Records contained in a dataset
· · · · ·

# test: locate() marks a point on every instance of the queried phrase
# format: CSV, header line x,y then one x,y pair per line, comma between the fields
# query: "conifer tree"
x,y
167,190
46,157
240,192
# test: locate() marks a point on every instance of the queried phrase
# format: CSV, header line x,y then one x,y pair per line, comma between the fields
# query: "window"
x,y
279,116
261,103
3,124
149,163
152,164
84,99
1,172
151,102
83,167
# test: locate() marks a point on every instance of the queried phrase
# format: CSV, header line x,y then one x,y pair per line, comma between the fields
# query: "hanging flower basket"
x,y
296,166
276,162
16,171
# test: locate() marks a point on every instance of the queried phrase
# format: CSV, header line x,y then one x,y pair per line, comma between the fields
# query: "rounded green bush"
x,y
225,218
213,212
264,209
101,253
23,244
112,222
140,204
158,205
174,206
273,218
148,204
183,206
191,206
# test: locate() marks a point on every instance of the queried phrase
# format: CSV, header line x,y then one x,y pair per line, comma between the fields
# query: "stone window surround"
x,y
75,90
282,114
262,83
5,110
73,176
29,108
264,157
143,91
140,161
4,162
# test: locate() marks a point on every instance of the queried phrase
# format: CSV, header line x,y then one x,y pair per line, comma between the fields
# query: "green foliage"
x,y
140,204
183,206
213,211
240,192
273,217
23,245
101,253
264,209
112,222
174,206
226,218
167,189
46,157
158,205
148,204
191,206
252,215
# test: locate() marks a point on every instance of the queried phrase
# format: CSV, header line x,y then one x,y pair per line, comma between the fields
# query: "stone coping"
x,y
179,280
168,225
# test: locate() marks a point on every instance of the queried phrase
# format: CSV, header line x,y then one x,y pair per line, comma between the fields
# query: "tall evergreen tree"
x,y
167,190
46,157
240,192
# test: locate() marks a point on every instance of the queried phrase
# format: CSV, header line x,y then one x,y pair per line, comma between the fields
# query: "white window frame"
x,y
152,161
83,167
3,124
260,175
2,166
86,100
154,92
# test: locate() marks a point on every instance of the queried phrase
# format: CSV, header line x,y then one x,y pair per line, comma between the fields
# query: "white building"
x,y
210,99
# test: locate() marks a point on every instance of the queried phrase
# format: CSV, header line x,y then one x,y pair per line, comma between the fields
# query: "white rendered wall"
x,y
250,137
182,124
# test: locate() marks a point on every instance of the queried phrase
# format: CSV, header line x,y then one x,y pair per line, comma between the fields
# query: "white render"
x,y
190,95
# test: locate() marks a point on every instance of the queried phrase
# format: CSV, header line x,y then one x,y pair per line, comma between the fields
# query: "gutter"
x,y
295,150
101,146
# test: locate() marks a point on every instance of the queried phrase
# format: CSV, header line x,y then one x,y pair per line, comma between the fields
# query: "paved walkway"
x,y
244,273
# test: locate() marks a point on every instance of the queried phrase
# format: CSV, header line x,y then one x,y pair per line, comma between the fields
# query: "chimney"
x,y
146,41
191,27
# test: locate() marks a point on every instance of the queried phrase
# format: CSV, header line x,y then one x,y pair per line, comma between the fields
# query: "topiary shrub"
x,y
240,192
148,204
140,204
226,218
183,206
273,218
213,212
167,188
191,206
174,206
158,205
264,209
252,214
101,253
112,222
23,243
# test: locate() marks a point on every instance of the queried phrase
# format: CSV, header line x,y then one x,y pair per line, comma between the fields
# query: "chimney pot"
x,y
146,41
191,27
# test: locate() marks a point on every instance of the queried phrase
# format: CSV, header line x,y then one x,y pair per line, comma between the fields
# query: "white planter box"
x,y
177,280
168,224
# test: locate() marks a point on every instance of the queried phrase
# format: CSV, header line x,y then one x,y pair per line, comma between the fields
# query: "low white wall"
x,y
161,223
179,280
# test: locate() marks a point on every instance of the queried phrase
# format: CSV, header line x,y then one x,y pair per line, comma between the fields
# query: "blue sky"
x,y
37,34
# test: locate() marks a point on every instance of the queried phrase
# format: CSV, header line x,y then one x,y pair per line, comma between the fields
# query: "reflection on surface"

· · · · ·

- Task statement -
Copy out the records above exactly.

- Task output -
# test: locate() marks a point on every instance of the queried phrase
# format: CSV, header line x,y then one x,y pair per line, comma between the fields
# query: "conifer tree"
x,y
167,190
46,157
240,192
# test: locate() marks a point on every instance of the queried phrase
# format: CSV, header line x,y then one x,y pair per line, comma between the fields
# query: "window"
x,y
279,116
261,103
3,124
149,163
152,164
84,99
1,172
151,102
83,167
# test: locate() marks a point on every instance of the queried phrase
# format: CSV, header line x,y then one x,y pair per line, comma between the fields
# query: "hanging flower basket"
x,y
296,166
276,162
16,171
# test: locate() marks a point on every instance of the queried phrase
# format: CSV, header line x,y then one x,y pair per line, comma between the fields
# query: "rounded green bush"
x,y
225,218
213,212
264,209
101,253
23,244
112,222
140,204
158,205
174,206
273,218
148,204
183,206
191,206
# test: locate() marks a point on every instance of the queried phrase
# format: CSV, header line x,y then one x,y pair per line, comma between the fields
# query: "stone window surround"
x,y
75,90
282,114
262,83
5,110
73,176
29,108
264,157
143,91
140,161
4,162
# test: locate() marks a point on every instance of the queried phrase
# format: CSV, header line x,y then one x,y pair per line, comma between the fields
# query: "green foliage"
x,y
140,204
183,206
213,211
240,192
273,217
23,245
101,253
264,209
112,222
174,206
226,218
167,189
46,157
158,205
148,204
191,206
252,215
# test: locate() marks a point on every instance of the queried phrase
# format: CSV, header line x,y then one x,y pair per line, comma between the fields
# query: "stone coping"
x,y
179,280
168,225
# test: locate() marks a point on every instance of the queried phrase
# format: CSV, header line x,y then one x,y pair per line, comma between the fields
# query: "tall evergreen tree"
x,y
167,190
46,157
240,192
# test: locate() marks a point on every instance of the queried phrase
# format: CSV, header line x,y then one x,y pair per line, comma between the fields
# query: "white window frame"
x,y
152,161
83,167
3,124
260,175
2,166
86,100
154,92
# test: locate() marks a point on every instance of the queried phrase
# format: CSV, header line x,y then one x,y pair per line, comma between the fields
# query: "white building"
x,y
210,99
# test: locate() marks a point on every instance of the queried phrase
# format: CSV, header line x,y then one x,y pair per line, comma between the fields
# query: "white rendered wall"
x,y
250,137
182,124
# test: locate() marks a point on every instance of the queried phrase
# format: CSV, header line x,y then one x,y pair per line, comma between the fields
# query: "white render"
x,y
190,95
# test: locate() marks a point on every instance of the queried phrase
# format: CSV, header line x,y then one x,y pair per line, comma between the fields
# query: "gutter"
x,y
295,150
101,146
# test: locate() marks a point on every instance of the queried phrase
# format: CSV, header line x,y then one x,y pair per line, comma between the fields
# query: "paved walkway"
x,y
244,273
# test: locate() marks a point on every instance of the queried phrase
# format: CSV, header line x,y then one x,y pair per line, comma between the fields
# query: "chimney"
x,y
146,41
191,27
# test: locate() marks a point on every instance of the queried phrase
# format: CSV, header line x,y then one x,y pair per line, comma between the fields
# query: "topiary shrub"
x,y
240,192
148,204
140,204
226,218
183,206
273,218
213,212
167,188
191,206
174,206
158,205
264,209
252,214
101,253
112,222
23,243
# test: locate() marks a point on every instance of the queried phrase
# format: CSV, header line x,y then one x,y pair per line, comma between the fields
# query: "chimney pot"
x,y
146,41
191,27
# test: locate() marks a point on every instance of the queried phrase
# format: CSV, header line x,y then one x,y pair per line, comma between the fields
# query: "white planter box"
x,y
177,280
168,224
# test: locate() marks a point on every instance of the queried phrase
# format: CSV, header line x,y then one x,y pair per line, comma between the fields
# query: "low white wall"
x,y
161,223
179,280
# test: locate() marks a point on every instance of the queried phrase
# format: CSV, header line x,y then one x,y pair per line, comma between the fields
# query: "blue sky"
x,y
37,34
# test: locate() marks a point on every instance of the queried phrase
# format: CSV, header line x,y then one x,y pair per line, comma between the fields
# query: "reflection on surface"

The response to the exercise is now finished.